§ WHAT THE EXERCISE ASKS: Convert the data below into a two-column CSV with the header text,answer. Use one row per block, wrap each field in quotes, replace line breaks with spaces, and leave out the pictures.

........

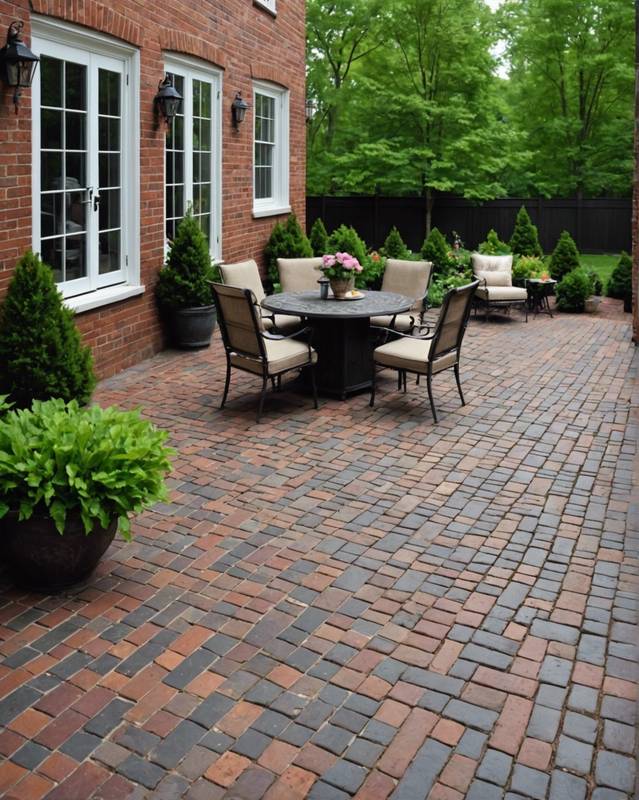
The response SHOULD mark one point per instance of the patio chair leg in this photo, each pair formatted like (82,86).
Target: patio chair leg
(262,396)
(227,383)
(314,385)
(461,394)
(430,395)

........

§ EXPECTED OUTPUT:
text,answer
"The response SHOULD mark one point per instance of the patio chair leg in this photo, each pair formatted like (82,86). Target: patio chair leg","(262,396) (227,383) (314,385) (461,394) (430,395)"